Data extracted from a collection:

=== Section Start ===

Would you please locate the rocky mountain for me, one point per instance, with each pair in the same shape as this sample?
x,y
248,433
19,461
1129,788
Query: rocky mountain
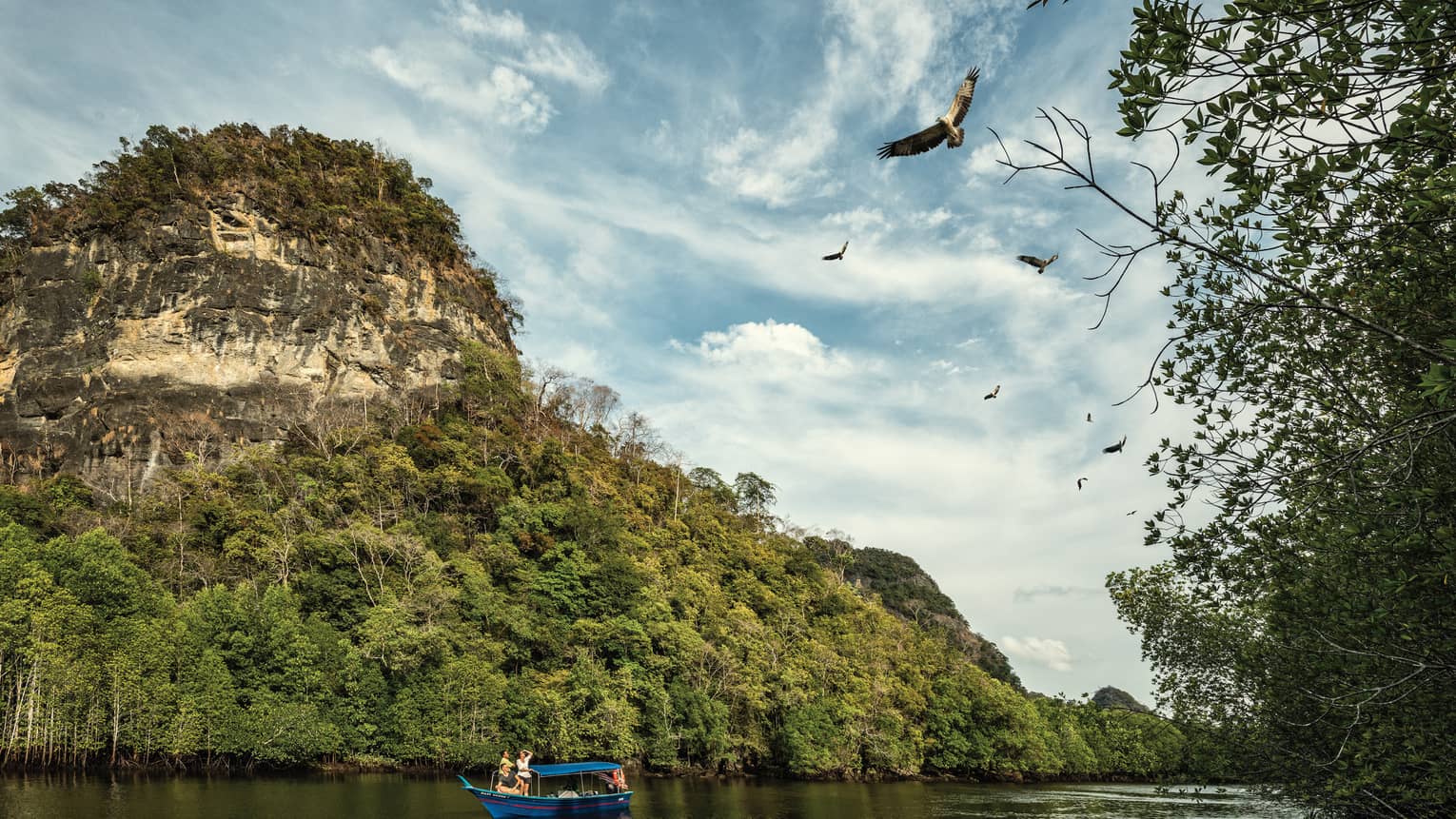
x,y
1110,697
907,591
245,297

=== Section End ===

▶ **What the task requires**: Print each entry exactly, leaving pictures out.

▶ **Solution below**:
Would you please locate the rocky mountain for me, one point per instance, with each pair in the same shape as this sample?
x,y
248,433
19,461
1129,788
Query: rocky mountain
x,y
1110,697
907,591
245,297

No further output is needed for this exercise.